> REQUIRED ACTION: Keeping each line intact, print the whole listing.

··········

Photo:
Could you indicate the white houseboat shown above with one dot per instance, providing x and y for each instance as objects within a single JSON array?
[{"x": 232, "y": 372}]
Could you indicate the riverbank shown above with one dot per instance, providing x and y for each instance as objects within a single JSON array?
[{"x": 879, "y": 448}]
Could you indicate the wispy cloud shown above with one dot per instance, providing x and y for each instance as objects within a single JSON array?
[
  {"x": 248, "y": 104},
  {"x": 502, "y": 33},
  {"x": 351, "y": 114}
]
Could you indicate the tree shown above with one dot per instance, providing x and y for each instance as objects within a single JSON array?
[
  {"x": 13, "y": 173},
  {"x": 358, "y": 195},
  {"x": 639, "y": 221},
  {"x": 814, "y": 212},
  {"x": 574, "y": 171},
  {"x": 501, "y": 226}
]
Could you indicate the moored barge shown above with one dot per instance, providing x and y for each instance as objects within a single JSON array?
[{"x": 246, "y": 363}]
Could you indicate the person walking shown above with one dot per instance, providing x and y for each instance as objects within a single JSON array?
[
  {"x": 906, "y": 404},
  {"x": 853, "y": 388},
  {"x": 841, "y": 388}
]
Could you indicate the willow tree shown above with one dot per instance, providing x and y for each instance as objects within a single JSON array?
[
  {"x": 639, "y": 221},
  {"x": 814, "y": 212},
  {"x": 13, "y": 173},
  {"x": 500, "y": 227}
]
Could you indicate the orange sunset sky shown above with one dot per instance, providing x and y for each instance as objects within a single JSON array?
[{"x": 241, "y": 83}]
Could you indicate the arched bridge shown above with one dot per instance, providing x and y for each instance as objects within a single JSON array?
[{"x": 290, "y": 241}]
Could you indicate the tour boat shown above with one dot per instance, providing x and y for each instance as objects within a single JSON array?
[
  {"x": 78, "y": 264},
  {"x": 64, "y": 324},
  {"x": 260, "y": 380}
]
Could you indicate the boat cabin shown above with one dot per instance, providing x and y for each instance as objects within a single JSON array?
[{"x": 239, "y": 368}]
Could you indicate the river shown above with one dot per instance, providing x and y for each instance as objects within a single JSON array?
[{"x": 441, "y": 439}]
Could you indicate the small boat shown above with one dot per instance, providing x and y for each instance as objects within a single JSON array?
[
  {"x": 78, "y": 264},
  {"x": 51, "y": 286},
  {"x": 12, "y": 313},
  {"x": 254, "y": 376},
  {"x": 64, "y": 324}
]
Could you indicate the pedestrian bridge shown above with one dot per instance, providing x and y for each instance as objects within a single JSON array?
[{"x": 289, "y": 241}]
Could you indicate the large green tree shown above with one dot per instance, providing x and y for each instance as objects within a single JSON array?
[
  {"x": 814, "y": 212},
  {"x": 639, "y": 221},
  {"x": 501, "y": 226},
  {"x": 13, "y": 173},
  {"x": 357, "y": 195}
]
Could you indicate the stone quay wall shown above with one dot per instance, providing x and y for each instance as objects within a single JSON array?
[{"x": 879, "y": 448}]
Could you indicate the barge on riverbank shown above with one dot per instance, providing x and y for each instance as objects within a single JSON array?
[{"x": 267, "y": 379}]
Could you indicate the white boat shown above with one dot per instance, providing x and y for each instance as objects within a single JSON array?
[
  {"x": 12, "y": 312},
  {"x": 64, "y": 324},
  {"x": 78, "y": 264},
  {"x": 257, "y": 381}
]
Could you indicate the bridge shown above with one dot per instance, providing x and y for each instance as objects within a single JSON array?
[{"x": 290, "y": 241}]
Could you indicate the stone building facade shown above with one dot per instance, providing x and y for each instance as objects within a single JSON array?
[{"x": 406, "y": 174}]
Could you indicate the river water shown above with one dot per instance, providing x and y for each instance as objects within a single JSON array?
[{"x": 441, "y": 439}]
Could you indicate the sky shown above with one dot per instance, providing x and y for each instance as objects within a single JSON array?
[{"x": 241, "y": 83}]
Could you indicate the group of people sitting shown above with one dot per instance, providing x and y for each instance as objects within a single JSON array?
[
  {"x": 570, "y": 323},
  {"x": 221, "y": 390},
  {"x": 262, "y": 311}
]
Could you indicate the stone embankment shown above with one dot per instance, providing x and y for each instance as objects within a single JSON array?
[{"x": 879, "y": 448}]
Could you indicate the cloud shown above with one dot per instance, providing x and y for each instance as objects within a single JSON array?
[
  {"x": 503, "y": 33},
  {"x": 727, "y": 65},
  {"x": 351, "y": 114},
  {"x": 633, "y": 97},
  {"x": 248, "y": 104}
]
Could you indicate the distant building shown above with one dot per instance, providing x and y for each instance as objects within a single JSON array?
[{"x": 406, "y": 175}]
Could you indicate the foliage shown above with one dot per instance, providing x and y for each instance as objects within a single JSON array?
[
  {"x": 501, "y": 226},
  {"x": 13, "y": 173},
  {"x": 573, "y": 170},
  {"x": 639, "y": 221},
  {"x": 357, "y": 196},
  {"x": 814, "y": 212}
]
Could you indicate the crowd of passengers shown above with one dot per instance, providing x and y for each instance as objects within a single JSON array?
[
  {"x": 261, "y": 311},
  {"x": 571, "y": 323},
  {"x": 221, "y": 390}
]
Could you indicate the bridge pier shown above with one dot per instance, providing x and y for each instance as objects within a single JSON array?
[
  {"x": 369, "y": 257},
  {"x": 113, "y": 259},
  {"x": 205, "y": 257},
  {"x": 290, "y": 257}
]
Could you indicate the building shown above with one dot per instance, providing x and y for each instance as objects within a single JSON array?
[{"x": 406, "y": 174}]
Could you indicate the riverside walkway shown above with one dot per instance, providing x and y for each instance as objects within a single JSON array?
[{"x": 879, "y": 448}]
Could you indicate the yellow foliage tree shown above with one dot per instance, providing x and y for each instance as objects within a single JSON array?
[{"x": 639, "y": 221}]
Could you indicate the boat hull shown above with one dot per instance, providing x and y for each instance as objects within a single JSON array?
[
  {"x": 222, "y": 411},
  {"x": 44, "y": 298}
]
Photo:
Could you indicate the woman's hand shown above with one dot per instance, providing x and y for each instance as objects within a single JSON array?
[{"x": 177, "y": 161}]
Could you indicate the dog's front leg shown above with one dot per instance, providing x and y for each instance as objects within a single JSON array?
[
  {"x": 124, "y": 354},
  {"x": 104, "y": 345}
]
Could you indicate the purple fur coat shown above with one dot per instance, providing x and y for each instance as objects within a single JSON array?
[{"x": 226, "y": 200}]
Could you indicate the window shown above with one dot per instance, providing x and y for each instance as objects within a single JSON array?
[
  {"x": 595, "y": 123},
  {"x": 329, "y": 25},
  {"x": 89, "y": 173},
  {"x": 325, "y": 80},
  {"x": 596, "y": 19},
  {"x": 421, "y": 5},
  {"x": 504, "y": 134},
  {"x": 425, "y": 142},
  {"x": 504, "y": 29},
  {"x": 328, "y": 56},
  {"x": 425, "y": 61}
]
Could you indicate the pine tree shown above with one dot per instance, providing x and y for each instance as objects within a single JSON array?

··········

> ANSWER BELOW:
Photo:
Could you indicate the white houseboat shown above with one dot per instance, providing x and y for each instance as objects within a single JSON array?
[{"x": 232, "y": 372}]
Could you indicate the riverbank shown above with one dot per instance, providing x and y for each instance as objects within a single JSON array?
[{"x": 879, "y": 448}]
Could you indicate the wispy cloud shown above with one dot per instance, providing x and y for each instance as objects within a single JSON array?
[
  {"x": 248, "y": 104},
  {"x": 502, "y": 33},
  {"x": 351, "y": 114}
]
Could you indicate the tree shown above with one dot per instance, providing x and y for each instance as objects within a single JSON array?
[
  {"x": 13, "y": 173},
  {"x": 358, "y": 195},
  {"x": 639, "y": 221},
  {"x": 814, "y": 212},
  {"x": 574, "y": 171},
  {"x": 501, "y": 226}
]
Could you indicate the moored barge shown above with one dot per instance, providing x and y for each instance as objects within a single JSON array?
[{"x": 246, "y": 363}]
Could you indicate the person walking shown above with one dot per instance, providing x and y for each instance as objects within a single JSON array?
[
  {"x": 906, "y": 404},
  {"x": 853, "y": 388},
  {"x": 841, "y": 388}
]
Could you indicate the willow tree shown above with one dot per instance, providing x and y for each instance as objects within a single JSON array?
[
  {"x": 639, "y": 221},
  {"x": 814, "y": 212},
  {"x": 13, "y": 173},
  {"x": 500, "y": 227}
]
Could you indicate the orange sunset sky shown above with one dot per instance, providing x and y for each instance as objects within a single JSON array?
[{"x": 241, "y": 83}]
Could you indicate the arched bridge shown above with one dot per instance, providing x and y for each instance as objects within a single JSON array?
[{"x": 290, "y": 241}]
Could you indicate the tour boat shown above with one dot per instance, providing x and y for each instance as objects within a single JSON array?
[
  {"x": 78, "y": 264},
  {"x": 64, "y": 324},
  {"x": 260, "y": 380}
]
Could you indicate the boat cabin shown above with one dot per instance, providing x and y for each instance as objects within a single JSON array?
[{"x": 239, "y": 368}]
Could you indicate the river shown above with one dot per instance, providing x and y for each instance as objects within a single JSON array?
[{"x": 441, "y": 439}]
Could you indicate the small boat shown above with one dot per instance, providing x and y for each instance as objects within a single JSON array?
[
  {"x": 78, "y": 264},
  {"x": 51, "y": 286},
  {"x": 12, "y": 313},
  {"x": 254, "y": 376},
  {"x": 64, "y": 324}
]
Could you indicate the pedestrian bridge shown above with one dot per instance, providing x and y for each instance as objects within a single JSON array?
[{"x": 289, "y": 241}]
Could you indicate the large green tree shown above with one dot per instance, providing x and y for each instance as objects within a single JSON array?
[
  {"x": 814, "y": 212},
  {"x": 639, "y": 221},
  {"x": 501, "y": 226},
  {"x": 13, "y": 173},
  {"x": 357, "y": 195}
]
Could you indicate the stone quay wall shown above with one dot per instance, providing x and y for each instance as objects within a single JSON array?
[{"x": 879, "y": 448}]
Could you indicate the barge on riverbank shown above with one dot per instance, providing x and y for each instance as objects within a single JSON array?
[{"x": 267, "y": 379}]
Could you indicate the white boat shown above with one dot per instance, providing x and y for each instance as objects within a single JSON array?
[
  {"x": 12, "y": 312},
  {"x": 64, "y": 324},
  {"x": 78, "y": 264},
  {"x": 257, "y": 381}
]
Could you indicate the bridge shown above with one dot per instance, providing x and y for each instance as objects within a single JSON array?
[{"x": 290, "y": 241}]
Could you indicate the stone building facade shown above with one dot per instance, providing x and y for each instance as objects within a single JSON array?
[{"x": 406, "y": 174}]
Could you indicate the river water shown above with one dot per instance, providing x and y for each instance as objects within a single JSON array?
[{"x": 441, "y": 439}]
Could you indicate the sky shown above with one dot per instance, providing x and y for each instance as objects within a single JSON array?
[{"x": 241, "y": 83}]
Could you indicate the group of people sitting shown above with one dot per instance, providing x and y for each instance as objects within a single JSON array?
[
  {"x": 570, "y": 323},
  {"x": 221, "y": 390},
  {"x": 262, "y": 311}
]
Could you indicate the stone embankment shown above with one dot per instance, providing x and y for each instance as objects within a single JSON array?
[{"x": 879, "y": 448}]
Could you indicate the cloud shown above with one dot per instance, providing x and y for each instance as objects within a single JSON array?
[
  {"x": 503, "y": 33},
  {"x": 727, "y": 65},
  {"x": 351, "y": 114},
  {"x": 633, "y": 97},
  {"x": 248, "y": 104}
]
Could you indicate the distant building shown above with one dot per instance, providing x and y for each instance as objects within a single JSON array?
[{"x": 406, "y": 175}]
Could you indicate the foliage shown above with one dot per instance, providing x and y for each instance as objects within a single JSON array?
[
  {"x": 501, "y": 226},
  {"x": 13, "y": 173},
  {"x": 573, "y": 170},
  {"x": 639, "y": 221},
  {"x": 357, "y": 196},
  {"x": 814, "y": 212}
]
Could you indicate the crowd of passengers shown above with one dot per instance, providing x and y for each instance as objects within a single JSON array?
[
  {"x": 261, "y": 311},
  {"x": 571, "y": 323},
  {"x": 221, "y": 390}
]
Could you indicate the bridge pier shown above with one dot per instance, providing x and y for each instance as objects within a single JSON array?
[
  {"x": 369, "y": 257},
  {"x": 113, "y": 259},
  {"x": 205, "y": 257},
  {"x": 290, "y": 257}
]
Could you indicate the building shown above with one dot per instance, providing x and y for each instance as objects within a single JSON array?
[{"x": 406, "y": 174}]
Could you indicate the riverside walkway shown above with one dot per instance, providing x and y for each instance as objects within a single JSON array?
[{"x": 879, "y": 448}]
Could you indicate the yellow foliage tree shown above with one dot per instance, providing x and y for each instance as objects within a single JSON array?
[{"x": 639, "y": 221}]
Could you indicate the boat hull shown above with one dot per instance, providing x and y for each instance as objects within a single JSON array?
[
  {"x": 222, "y": 411},
  {"x": 44, "y": 298}
]
Photo:
Could you indicate the woman's hand shown above with one dot per instance, providing x and y for each instance as objects within a single JSON array?
[{"x": 177, "y": 161}]
Could you indicate the dog's front leg shown above with one dot per instance, providing x and y for each instance as objects within a single JSON array?
[
  {"x": 124, "y": 354},
  {"x": 104, "y": 345}
]
Could you indicate the purple fur coat shown above with one dot per instance, providing x and y for each instance as objects within a single JSON array?
[{"x": 226, "y": 200}]
Could you indicate the window shown above with one dot per instance, providing x and y for each instance as objects within a single JSON array?
[
  {"x": 595, "y": 123},
  {"x": 329, "y": 25},
  {"x": 89, "y": 173},
  {"x": 325, "y": 80},
  {"x": 596, "y": 19},
  {"x": 421, "y": 5},
  {"x": 504, "y": 134},
  {"x": 425, "y": 142},
  {"x": 504, "y": 29},
  {"x": 328, "y": 56},
  {"x": 425, "y": 61}
]
Could you indicate the pine tree shown above with one dot per instance, providing x and y for each instance as objects within a single JSON array?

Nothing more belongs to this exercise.